Begin at the line containing "water ripple" in the data below and go on through the line containing "dense conifer forest", repeating each line exactly; include both ends and no other line.

= Beginning of Section =

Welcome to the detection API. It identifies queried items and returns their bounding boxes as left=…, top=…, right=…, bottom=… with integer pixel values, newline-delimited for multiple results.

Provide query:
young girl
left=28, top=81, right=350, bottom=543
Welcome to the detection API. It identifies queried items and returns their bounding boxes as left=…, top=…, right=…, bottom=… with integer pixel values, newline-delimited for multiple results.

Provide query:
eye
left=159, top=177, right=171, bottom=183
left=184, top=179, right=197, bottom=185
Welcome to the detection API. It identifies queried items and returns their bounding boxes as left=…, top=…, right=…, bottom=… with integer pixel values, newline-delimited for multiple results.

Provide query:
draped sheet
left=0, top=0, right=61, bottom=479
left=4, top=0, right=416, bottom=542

= End of Section =
= Beginning of Section =

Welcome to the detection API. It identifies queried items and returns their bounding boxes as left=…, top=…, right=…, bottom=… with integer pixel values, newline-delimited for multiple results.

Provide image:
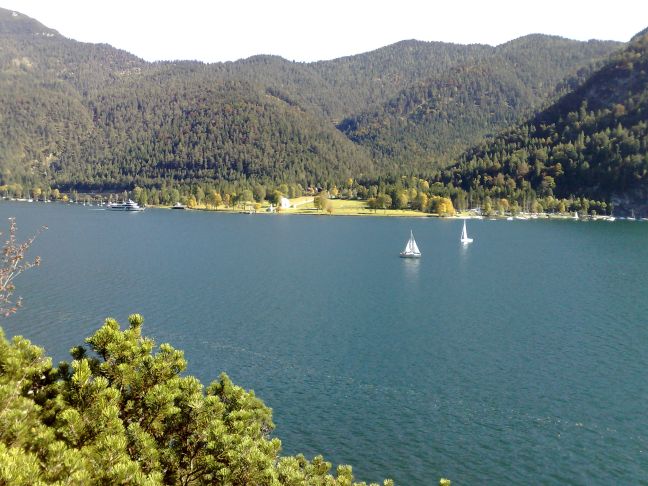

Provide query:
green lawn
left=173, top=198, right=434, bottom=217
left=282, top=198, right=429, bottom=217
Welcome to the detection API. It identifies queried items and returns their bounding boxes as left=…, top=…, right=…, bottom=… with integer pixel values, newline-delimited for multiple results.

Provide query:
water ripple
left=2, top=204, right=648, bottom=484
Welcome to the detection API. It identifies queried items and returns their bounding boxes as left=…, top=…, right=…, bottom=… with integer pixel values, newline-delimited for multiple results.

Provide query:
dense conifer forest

= End of Section =

_Task response_:
water ripple
left=2, top=204, right=648, bottom=484
Welcome to the detection API. It identifies queried items and returns their bounding boxes as left=…, top=…, right=…, bottom=… with integer pixel values, newline-delimited for multiple results.

Provide query:
dense conifer forest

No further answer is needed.